Task objective - Could you set out the material as a Markdown table, from its first line through the line containing "[(198, 130)]" (both included), with a Row column for the row number and a Line column for the line itself, and blank lines left out?

Supplied records -
+-------+
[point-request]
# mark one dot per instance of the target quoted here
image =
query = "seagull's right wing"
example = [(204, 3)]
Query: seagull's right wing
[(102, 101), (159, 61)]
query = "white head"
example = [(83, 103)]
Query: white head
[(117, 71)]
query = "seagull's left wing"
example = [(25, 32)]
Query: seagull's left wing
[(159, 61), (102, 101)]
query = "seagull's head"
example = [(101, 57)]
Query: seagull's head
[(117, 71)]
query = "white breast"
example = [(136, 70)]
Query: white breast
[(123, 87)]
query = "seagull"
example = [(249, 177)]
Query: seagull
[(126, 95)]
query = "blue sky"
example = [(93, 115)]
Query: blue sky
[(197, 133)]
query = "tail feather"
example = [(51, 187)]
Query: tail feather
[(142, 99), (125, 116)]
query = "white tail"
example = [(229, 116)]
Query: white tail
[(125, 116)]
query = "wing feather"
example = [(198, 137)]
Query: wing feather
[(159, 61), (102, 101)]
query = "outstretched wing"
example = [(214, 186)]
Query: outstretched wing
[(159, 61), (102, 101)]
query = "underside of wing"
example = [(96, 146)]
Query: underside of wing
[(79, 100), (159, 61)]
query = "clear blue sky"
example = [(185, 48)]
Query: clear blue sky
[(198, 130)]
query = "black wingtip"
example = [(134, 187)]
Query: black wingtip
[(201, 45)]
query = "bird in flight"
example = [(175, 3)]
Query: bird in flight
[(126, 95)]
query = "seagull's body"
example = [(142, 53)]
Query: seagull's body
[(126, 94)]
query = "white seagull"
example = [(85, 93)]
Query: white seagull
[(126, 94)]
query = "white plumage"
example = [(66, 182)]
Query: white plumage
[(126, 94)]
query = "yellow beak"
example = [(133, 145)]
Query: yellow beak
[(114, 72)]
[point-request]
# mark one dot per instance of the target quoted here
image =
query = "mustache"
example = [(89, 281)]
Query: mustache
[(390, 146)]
+-------+
Task answer -
| Row | Line |
|---|---|
| 1 | [point-request] |
| 2 | # mark one dot per instance of the target quoted here |
| 3 | image = |
| 4 | query = "seagull's right wing" |
| 5 | example = [(204, 3)] |
| 6 | Query: seagull's right wing |
| 7 | [(102, 101), (159, 61)] |
| 8 | query = "white head" |
| 9 | example = [(83, 103)] |
| 10 | Query: white head |
| 11 | [(117, 71)] |
| 12 | query = "seagull's left wing" |
| 13 | example = [(25, 32)] |
| 14 | Query: seagull's left wing |
| 15 | [(159, 61), (102, 101)] |
| 16 | query = "seagull's head" |
| 17 | example = [(101, 57)] |
| 18 | Query: seagull's head |
| 19 | [(117, 71)] |
| 20 | query = "white breast" |
| 21 | example = [(136, 70)] |
| 22 | Query: white breast |
| 23 | [(123, 87)] |
| 24 | query = "seagull" |
| 25 | example = [(249, 177)] |
| 26 | Query: seagull |
| 27 | [(126, 95)] |
| 28 | query = "blue sky" |
| 29 | example = [(93, 115)] |
| 30 | Query: blue sky |
| 31 | [(197, 133)] |
| 32 | query = "tail feather" |
| 33 | example = [(51, 187)] |
| 34 | Query: tail feather |
| 35 | [(142, 99), (125, 116)] |
| 36 | query = "white tail" |
| 37 | example = [(229, 116)] |
| 38 | Query: white tail |
| 39 | [(125, 116)] |
| 40 | query = "wing feather" |
| 41 | example = [(198, 137)] |
| 42 | Query: wing feather |
| 43 | [(159, 61), (102, 101)] |
| 44 | query = "outstretched wing" |
| 45 | example = [(214, 186)] |
| 46 | Query: outstretched wing |
| 47 | [(159, 61), (102, 101)] |
| 48 | query = "underside of wing" |
| 49 | example = [(96, 146)] |
| 50 | Query: underside of wing |
| 51 | [(79, 100), (159, 61)] |
| 52 | query = "clear blue sky" |
| 53 | example = [(185, 48)] |
| 54 | Query: clear blue sky |
| 55 | [(198, 130)] |